**Written task:** Exactly as written, please set down all of the entries again, with no pictures.

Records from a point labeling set
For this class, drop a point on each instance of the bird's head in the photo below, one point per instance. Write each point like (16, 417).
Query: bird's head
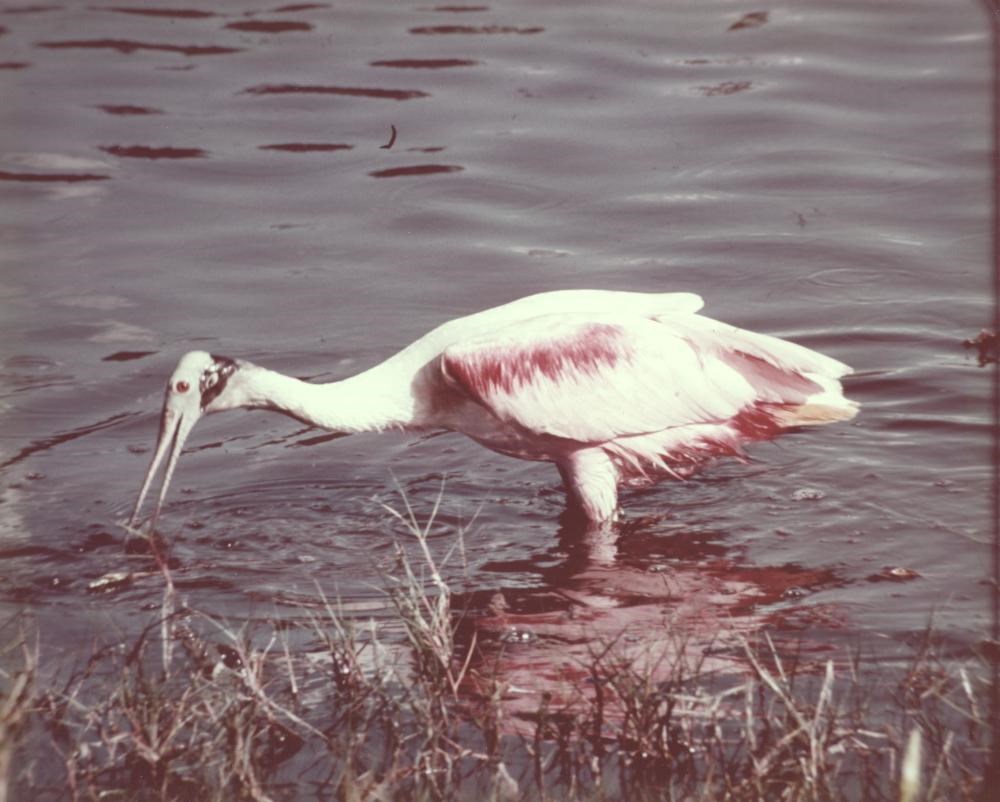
(197, 386)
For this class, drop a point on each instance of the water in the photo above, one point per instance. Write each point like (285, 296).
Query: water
(221, 180)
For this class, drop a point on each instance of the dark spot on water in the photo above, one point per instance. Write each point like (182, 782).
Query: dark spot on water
(126, 110)
(346, 91)
(96, 540)
(147, 152)
(272, 26)
(127, 46)
(306, 147)
(301, 7)
(894, 574)
(425, 63)
(126, 356)
(417, 169)
(752, 20)
(473, 29)
(725, 88)
(986, 345)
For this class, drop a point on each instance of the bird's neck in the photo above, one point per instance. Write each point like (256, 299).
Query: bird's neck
(362, 403)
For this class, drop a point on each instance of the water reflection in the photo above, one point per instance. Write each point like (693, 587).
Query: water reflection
(173, 13)
(653, 595)
(146, 152)
(416, 169)
(307, 147)
(348, 91)
(126, 110)
(425, 63)
(127, 46)
(472, 29)
(265, 26)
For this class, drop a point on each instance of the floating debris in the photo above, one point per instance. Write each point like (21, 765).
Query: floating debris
(515, 635)
(986, 345)
(894, 574)
(752, 20)
(114, 580)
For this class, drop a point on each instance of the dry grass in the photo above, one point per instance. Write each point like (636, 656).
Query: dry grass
(191, 708)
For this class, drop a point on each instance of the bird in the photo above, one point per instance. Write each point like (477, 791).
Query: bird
(616, 388)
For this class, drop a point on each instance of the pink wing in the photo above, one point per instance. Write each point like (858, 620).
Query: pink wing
(594, 378)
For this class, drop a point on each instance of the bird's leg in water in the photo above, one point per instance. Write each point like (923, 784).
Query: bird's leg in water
(591, 483)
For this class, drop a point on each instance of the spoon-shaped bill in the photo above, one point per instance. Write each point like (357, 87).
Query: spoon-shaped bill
(175, 426)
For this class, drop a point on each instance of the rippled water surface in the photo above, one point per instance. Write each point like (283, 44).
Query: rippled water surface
(313, 186)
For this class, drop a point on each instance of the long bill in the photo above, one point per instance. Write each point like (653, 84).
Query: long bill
(175, 426)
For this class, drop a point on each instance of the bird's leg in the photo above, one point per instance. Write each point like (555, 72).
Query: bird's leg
(591, 483)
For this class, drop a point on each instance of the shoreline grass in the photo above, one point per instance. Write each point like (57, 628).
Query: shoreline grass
(192, 708)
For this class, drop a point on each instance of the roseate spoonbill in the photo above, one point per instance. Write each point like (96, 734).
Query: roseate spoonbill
(613, 387)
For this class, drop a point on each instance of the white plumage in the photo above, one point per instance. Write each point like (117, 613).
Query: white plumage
(613, 387)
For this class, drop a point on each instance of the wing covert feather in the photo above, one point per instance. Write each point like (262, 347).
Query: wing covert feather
(591, 378)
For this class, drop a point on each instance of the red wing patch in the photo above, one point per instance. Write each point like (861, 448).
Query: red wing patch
(494, 370)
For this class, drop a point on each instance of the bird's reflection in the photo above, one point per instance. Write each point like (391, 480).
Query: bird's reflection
(658, 595)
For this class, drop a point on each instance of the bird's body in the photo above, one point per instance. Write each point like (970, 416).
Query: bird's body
(612, 387)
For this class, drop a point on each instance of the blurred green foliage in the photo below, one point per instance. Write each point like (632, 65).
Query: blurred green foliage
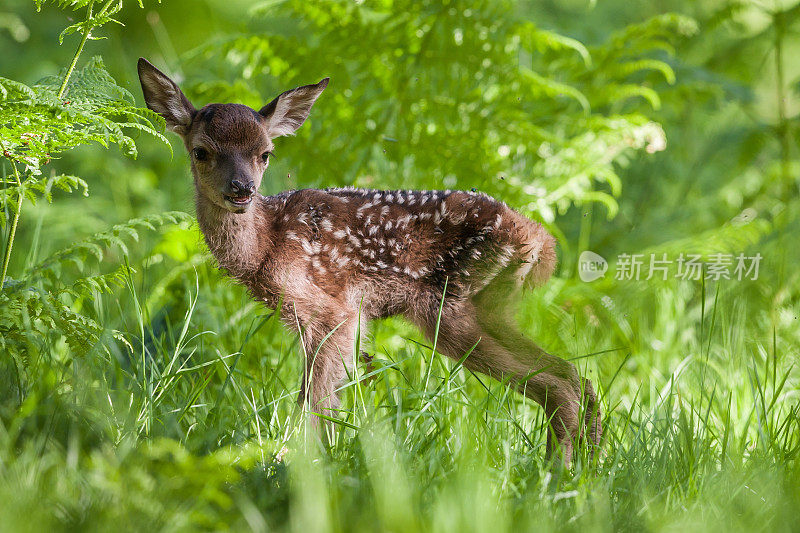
(138, 386)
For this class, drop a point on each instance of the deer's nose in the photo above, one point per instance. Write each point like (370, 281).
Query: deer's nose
(238, 186)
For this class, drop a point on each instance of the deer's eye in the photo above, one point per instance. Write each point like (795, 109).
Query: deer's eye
(200, 154)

**Full response:**
For this class, drop a point on each instance of the bird's head in the photo below, one point per instance. Write each point like (16, 417).
Query: bird's head
(197, 386)
For this class, drop a point on each instance of the water in the photo above, one point per instance. Write each point like (285, 296).
Query: water
(221, 180)
For this class, drop a point on each instance of the dark spot on water in the photo above, one point per instance. Write each point like (182, 782).
Query: dark spot on water
(126, 110)
(346, 91)
(96, 540)
(147, 152)
(272, 26)
(127, 46)
(306, 147)
(301, 7)
(894, 574)
(425, 63)
(126, 356)
(417, 169)
(752, 20)
(473, 29)
(725, 88)
(986, 345)
For this class, drop a point on each instance of the bird's neck in the photo above, one point per instance. Write each point like (256, 299).
Query: bird's neck
(362, 403)
For this class, drop a point on each instance of the water reflection in the photo above, one point per instance. Write each point like (693, 587).
Query: water reflection
(173, 13)
(653, 595)
(146, 152)
(416, 169)
(307, 147)
(348, 91)
(126, 110)
(425, 63)
(127, 46)
(472, 29)
(265, 26)
For this class, drop a point on each instance of the floating debris in the photo above, one point per instance. Write each point like (21, 765).
Query: floating debris
(515, 635)
(986, 345)
(894, 574)
(752, 20)
(114, 580)
For this class, drop a point on each instance of the dry grass in the photo above, one point per instance. Write each point like (636, 656).
Query: dry grass
(191, 708)
For this class, drop a point on each instance of the bird in the photo above, one point per instance. Write each point like (477, 791).
Query: bird
(616, 388)
For this class, drop a point on each instance of the pink wing in the photo above, one point per instance. Write each point like (858, 620).
Query: pink wing
(594, 378)
For this class, drop a point on each instance of the bird's leg in water in the photo above, one point per instance. Write each point like (923, 784).
Query: bird's leg in water
(591, 483)
For this class, drop a point on each instance of the spoon-shaped bill in the photo above, one point per instance. Write each point like (357, 87).
Query: spoon-shaped bill
(175, 426)
For this class, drop a point on each instance of the rippled water surface in the photo above, one point per instance. Write each point like (283, 44).
Query: rippled water surface
(313, 186)
For this class, drop a point on each instance of the long bill in the photo above, one point per instance. Write each point like (653, 84).
Query: long bill
(175, 426)
For this class, drop a point on each instance of the bird's leg in the photo above, one point per instance. Write each point like (555, 72).
Query: bird's leg
(591, 483)
For this class, drop a point on each instance of the shoreline grass in the photo above, one point per instance. Write each point like (57, 628).
Query: shoreline grass
(192, 708)
For this class, drop a point on each instance of the roseate spoonbill in the photo above, one point per instance. Write each point like (96, 734).
Query: roseate spoonbill
(613, 387)
For this class, drop a point on each instance of the white plumage in the photo above, one point per instance. Write each point like (117, 613).
Query: white plumage
(613, 387)
For this class, drop a point on each instance of the wing covert feather in the photo above, one point per instance. Write each point like (262, 347).
Query: wing covert feather
(591, 378)
For this class, drop a point on each instance of the red wing patch in the photo above, one point per instance. Write each point like (861, 448).
Query: red wing patch
(494, 370)
For this class, drop a point on each instance of the bird's reflection in the photo above, one point per instance. Write each point like (391, 480).
Query: bird's reflection
(658, 595)
For this class, drop a point on each instance of the bird's body in the photo above, one point per instance. Write each point like (970, 416).
Query: bird's body
(612, 387)
For this class, drop a point on each instance of the blurred green foliage in the photo below, one point per instance. Write each point like (632, 65).
Query: blurred green foliage
(138, 386)
For this class, drop a point on each instance of the deer's nose in the photo above, one point per instance. Write each point like (370, 281).
Query: deer's nose
(238, 186)
For this class, drop a point on each instance of the deer's eye in the photo above, one point per instance. Write each point like (795, 109).
Query: deer's eye
(200, 154)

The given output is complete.